**SHORT TASK 1:**
From the passage on wicker's history, extract the part starting with "In 1873 he founded" and going on through "800 in  Chicago.", copied word for word.

**TEXT SHOWN:**
Although the mass production of wicker began in America, the main materials used in its manufacture—cane and reed—came from rattan palms, which grew wild in Asia. In the early 1840s, Cyrus Wakefield, a shrewd young Yankee grocer, noticed huge quantities of rattan being discarded around the Boston docks after serving as packing material to protect cargo on clipper ships returning from Asia. Discovering that chairs and tables could be made more cheaply from this strange material than importing finished pieces, he began making small pieces of furniture using this discarded rattan.

In 1873 he founded the Wakefield Rattan Company in Wakefield, Massachusetts. By the end of the decade, his firm accumulated sales of over $2 million. At its peak, his  company employed 1,000 workers in 30 buildings in Wakefield and another 800 in  Chicago.

Wakefield's successes encouraged Heywood and Brothers Company, wooden chair makers in Gardner, Massachusetts, to begin making wicker furniture in 1876. For the next 20 years, the two companies competed fiercely and dominated the industry.

Both companies responded to economic prosperity following the Civil War which enabled middle class families to leave America’s dirty, crowded cities for clean, airy suburbs, prompting a demand for wicker furnishings. These light, airy pieces were ideal for the new gabled and turreted Queen Anne-style homes and for the verandas of resort hotels catering to the new vacationing middle classes.

**THE DATA:**
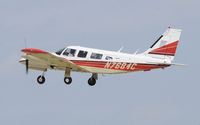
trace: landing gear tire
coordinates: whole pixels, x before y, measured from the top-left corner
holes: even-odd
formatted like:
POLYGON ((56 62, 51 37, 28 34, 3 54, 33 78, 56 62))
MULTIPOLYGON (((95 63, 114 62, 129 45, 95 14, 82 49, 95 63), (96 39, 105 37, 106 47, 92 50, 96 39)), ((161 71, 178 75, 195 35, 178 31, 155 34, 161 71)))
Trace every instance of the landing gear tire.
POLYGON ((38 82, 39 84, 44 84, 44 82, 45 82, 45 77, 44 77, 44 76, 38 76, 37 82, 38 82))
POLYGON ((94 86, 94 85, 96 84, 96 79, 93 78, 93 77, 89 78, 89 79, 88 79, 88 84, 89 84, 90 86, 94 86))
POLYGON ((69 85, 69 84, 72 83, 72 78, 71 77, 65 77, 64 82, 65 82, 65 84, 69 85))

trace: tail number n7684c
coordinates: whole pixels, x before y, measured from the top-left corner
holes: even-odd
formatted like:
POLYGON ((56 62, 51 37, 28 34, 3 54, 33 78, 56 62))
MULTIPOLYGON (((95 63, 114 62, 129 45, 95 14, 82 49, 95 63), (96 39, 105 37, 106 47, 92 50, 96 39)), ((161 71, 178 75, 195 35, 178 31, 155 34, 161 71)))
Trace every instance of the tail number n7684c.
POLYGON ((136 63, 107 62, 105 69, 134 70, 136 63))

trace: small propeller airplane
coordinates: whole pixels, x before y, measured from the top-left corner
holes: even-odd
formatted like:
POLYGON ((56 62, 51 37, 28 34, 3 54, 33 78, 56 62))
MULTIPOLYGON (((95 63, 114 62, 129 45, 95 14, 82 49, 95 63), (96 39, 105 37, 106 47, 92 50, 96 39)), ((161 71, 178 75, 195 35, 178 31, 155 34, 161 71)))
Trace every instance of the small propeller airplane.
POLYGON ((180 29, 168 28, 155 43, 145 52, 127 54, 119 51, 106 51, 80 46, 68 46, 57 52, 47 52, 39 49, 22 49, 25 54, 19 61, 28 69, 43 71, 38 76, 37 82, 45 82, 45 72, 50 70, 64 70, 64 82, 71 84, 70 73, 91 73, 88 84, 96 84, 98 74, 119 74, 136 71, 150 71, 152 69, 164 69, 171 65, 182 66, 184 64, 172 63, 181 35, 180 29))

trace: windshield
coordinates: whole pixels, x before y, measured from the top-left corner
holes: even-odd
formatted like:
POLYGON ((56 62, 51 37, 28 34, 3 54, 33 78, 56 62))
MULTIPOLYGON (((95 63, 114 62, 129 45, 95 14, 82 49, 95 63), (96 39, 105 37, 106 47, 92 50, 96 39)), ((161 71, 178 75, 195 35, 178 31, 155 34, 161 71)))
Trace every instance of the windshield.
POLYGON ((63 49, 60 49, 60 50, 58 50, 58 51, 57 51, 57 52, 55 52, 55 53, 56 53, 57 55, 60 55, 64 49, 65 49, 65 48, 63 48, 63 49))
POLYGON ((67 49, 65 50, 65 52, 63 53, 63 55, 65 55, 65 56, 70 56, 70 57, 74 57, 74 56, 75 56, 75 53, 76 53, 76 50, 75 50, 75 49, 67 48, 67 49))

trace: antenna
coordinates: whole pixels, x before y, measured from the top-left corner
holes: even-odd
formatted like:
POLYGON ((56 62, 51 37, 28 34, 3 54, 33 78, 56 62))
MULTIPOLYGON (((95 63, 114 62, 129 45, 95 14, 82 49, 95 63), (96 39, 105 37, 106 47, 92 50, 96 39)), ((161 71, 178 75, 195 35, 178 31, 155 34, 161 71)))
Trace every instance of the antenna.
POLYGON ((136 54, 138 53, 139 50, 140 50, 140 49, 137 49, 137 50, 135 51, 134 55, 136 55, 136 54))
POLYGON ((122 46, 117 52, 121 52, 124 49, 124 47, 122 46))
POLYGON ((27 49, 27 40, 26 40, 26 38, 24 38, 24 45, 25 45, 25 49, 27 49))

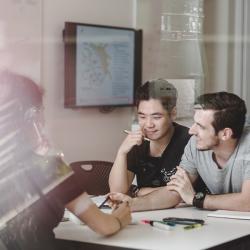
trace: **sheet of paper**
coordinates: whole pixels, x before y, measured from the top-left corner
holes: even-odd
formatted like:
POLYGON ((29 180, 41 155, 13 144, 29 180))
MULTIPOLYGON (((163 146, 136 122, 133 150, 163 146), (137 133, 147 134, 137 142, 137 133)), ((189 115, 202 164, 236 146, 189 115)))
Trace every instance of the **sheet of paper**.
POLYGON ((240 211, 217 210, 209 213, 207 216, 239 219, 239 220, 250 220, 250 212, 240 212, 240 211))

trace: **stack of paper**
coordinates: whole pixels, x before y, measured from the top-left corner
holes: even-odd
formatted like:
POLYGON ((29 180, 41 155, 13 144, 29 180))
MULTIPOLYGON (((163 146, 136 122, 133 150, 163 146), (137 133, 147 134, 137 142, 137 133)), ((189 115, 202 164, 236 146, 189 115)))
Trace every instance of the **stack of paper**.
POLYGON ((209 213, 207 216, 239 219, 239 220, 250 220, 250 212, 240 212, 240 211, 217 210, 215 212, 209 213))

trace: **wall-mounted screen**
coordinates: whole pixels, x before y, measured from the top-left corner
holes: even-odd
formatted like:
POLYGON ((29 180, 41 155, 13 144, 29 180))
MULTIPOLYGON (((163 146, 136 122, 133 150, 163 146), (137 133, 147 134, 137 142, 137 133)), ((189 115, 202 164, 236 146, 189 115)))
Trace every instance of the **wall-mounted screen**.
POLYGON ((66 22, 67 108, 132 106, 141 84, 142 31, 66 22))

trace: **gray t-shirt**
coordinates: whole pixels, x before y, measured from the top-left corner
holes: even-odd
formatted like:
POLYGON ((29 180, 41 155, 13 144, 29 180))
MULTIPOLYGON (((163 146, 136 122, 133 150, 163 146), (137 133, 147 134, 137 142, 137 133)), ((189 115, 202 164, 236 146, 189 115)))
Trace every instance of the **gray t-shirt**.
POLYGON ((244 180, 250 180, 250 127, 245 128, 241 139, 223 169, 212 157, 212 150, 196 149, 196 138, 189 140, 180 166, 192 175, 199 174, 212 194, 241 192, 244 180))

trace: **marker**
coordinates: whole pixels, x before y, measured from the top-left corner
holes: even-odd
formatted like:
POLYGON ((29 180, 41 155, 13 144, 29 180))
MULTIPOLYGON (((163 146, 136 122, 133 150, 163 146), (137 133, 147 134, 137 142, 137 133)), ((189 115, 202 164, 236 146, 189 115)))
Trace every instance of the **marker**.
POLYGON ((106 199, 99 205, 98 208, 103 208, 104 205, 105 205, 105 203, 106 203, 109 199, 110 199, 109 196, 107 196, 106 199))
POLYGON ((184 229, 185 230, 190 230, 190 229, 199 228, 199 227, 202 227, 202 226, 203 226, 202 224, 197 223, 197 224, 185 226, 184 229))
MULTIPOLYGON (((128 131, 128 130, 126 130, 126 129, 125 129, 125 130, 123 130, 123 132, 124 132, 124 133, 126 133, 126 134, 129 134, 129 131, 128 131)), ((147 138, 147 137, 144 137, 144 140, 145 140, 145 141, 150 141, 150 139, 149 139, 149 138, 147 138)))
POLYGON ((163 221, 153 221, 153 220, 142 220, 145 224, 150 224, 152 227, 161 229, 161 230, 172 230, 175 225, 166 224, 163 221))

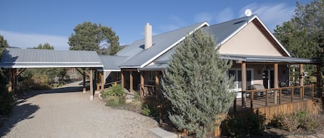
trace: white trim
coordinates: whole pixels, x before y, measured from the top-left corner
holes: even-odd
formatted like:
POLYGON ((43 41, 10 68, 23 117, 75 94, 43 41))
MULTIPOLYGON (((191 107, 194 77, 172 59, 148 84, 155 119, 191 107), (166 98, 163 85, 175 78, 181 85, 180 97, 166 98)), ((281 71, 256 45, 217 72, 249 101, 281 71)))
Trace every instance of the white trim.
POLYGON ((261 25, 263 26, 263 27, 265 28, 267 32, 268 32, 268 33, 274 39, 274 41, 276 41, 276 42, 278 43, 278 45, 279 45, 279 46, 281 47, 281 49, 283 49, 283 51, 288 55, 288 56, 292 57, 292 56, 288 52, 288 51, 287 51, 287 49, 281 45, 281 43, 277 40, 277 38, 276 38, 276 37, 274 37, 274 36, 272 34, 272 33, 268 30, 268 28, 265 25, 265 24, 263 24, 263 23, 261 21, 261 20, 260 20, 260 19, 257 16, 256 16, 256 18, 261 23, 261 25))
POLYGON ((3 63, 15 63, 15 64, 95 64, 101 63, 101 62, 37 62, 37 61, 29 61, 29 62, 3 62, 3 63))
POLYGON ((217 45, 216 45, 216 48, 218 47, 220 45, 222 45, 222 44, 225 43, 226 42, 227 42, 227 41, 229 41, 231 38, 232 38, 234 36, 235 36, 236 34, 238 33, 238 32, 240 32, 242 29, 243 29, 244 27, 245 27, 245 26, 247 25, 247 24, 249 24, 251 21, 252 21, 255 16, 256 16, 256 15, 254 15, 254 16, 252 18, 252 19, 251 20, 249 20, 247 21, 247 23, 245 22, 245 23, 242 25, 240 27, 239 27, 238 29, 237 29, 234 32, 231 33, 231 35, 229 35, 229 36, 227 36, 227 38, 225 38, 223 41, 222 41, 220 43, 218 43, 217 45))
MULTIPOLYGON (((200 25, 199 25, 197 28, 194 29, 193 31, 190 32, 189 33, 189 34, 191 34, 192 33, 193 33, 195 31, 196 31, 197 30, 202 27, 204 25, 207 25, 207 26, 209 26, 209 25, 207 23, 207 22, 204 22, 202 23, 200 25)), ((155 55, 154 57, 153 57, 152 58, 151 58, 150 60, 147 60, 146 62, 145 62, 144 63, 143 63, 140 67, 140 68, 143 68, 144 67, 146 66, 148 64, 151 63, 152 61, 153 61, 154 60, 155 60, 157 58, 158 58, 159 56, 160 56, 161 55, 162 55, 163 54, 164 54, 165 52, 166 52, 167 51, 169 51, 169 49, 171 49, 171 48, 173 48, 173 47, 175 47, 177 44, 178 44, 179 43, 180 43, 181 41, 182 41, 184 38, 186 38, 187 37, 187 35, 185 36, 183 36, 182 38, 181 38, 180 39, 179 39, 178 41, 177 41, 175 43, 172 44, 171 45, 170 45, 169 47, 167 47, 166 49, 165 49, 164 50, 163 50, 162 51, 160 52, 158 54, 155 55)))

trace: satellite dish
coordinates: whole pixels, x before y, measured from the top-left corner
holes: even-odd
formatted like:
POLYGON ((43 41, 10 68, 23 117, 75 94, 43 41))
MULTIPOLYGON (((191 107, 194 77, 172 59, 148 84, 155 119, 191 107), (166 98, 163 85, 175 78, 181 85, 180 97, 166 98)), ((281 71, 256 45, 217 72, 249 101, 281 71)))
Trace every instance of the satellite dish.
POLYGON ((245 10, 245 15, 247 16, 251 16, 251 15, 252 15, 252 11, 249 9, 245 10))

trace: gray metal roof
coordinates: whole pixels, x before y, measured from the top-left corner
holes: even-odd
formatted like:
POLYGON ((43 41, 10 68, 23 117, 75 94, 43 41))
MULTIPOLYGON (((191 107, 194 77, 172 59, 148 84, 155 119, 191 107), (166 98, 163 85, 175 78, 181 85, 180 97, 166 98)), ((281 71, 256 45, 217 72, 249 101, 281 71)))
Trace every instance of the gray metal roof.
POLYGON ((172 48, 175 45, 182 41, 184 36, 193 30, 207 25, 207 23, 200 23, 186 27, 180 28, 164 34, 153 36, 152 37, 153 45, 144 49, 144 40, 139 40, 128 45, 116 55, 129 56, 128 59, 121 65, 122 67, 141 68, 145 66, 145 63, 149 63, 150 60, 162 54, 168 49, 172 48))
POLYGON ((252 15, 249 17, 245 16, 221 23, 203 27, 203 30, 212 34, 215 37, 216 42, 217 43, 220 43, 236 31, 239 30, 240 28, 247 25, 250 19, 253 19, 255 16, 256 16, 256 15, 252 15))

**SHORT TASK 2:**
Show each line of the records that contains the string "white", treating uppercase and lowercase as different.

**WRITTEN RESPONSE 1:**
In 1873 he founded the Wakefield Rattan Company in Wakefield, Massachusetts. By the end of the decade, his firm accumulated sales of over $2 million. At its peak, his  company employed 1,000 workers in 30 buildings in Wakefield and another 800 in  Chicago.

**WRITTEN RESPONSE 2:**
trace: white trim
Trace every instance of the white trim.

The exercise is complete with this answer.